Judge Dean Worcester has seen both sides of the bench.
The Leesburg-area resident served for 25 years as a prosecutor and an attorney, and since March 1, has been presiding as one of two
judges at the Loudoun County General District Court.
“I have great respect for our legal system in this country. It’s an honor,” Worcester said.
Worcester stepped in for James Forsyth, who served as the general district court judge for six years until he retired on Nov. 1, 2001. The position remained empty until the 140-member Loudoun Bar recommended Worcester to the General Assembly. The General Assembly, in turn, elected Worcester for a six-year term, with the governor making the appointment.
“I’m deeply honored I was nominated by the bar to this position, and I hope I earn the confidence and trust they place in me,” Worcester said.
Worcester served two years as a prosecutor for the Commonwealth’s attorney and spent the rest of his law career as an attorney. The Ohio native grew up in Arlington, spent six years in North Carolina and finished his schooling in Alexandria. He has lived in Loudoun County since 1978.

RECORDED DATA -

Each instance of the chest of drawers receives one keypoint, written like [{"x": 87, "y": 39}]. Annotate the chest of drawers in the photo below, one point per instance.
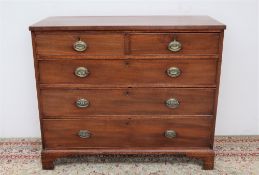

WHAT TO DO -
Quote the passage from the article on Judge Worcester, starting with "The Leesburg-area resident" and going on through "General District Court.". The listing is not needed for this work.

SOLUTION -
The Leesburg-area resident served for 25 years as a prosecutor and an attorney, and since March 1, has been presiding as one of two
judges at the Loudoun County General District Court.